— Start —
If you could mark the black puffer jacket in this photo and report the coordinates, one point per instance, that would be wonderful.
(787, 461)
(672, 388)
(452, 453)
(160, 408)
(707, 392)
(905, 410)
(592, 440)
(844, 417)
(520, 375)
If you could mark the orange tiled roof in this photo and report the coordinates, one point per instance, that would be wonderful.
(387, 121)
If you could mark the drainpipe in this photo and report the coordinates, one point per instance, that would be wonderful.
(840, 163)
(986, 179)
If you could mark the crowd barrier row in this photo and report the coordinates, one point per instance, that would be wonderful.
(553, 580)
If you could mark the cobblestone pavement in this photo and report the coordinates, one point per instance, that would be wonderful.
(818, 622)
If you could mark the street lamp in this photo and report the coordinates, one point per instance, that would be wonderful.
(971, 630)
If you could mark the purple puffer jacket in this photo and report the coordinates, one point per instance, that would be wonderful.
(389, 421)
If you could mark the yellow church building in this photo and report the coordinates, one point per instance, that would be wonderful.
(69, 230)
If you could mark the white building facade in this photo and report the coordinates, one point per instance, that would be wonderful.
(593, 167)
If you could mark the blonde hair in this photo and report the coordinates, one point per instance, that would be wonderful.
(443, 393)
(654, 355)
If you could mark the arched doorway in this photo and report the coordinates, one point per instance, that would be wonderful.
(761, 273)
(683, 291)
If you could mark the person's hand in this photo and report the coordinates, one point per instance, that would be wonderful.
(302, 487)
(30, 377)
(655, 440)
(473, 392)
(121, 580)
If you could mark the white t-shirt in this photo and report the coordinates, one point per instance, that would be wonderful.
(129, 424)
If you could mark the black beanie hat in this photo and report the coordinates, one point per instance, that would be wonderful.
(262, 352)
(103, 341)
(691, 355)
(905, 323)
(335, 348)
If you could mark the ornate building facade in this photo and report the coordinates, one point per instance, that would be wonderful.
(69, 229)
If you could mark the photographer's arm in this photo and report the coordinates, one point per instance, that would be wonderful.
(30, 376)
— End —
- _GIVEN PROBLEM_: All lines from the one that contains "If you could mark the blonde" through the end of the material are to be quoted exactly, with both ends included.

- _CORRECT ANSWER_:
If you could mark the blonde hair in this photo and report the coordinates, one point per instance, that would be wonderful.
(443, 393)
(654, 355)
If you could mark the arched doorway in this photo and report the coordinates, one point per instance, that would be wonderful.
(761, 273)
(683, 291)
If you could mark the person's hand in this photo and report the coordinates, one point per instance, that would be wonderful.
(302, 487)
(30, 377)
(655, 440)
(473, 392)
(121, 580)
If you could mark the white t-shirt in this photo and report the coordinates, one point per instance, that would be wonderful.
(129, 424)
If you could mark the black beanie hat in this photo and report the coordinates, one point per instance, that would be wonderful.
(262, 352)
(103, 341)
(691, 355)
(905, 323)
(335, 348)
If you could mark the ornate building facade in this photo and report the coordinates, one point per instance, that would be wonderful.
(69, 229)
If you could mark the photographer's arm in this photo and report the coordinates, one point per instance, that would be wonderful.
(30, 376)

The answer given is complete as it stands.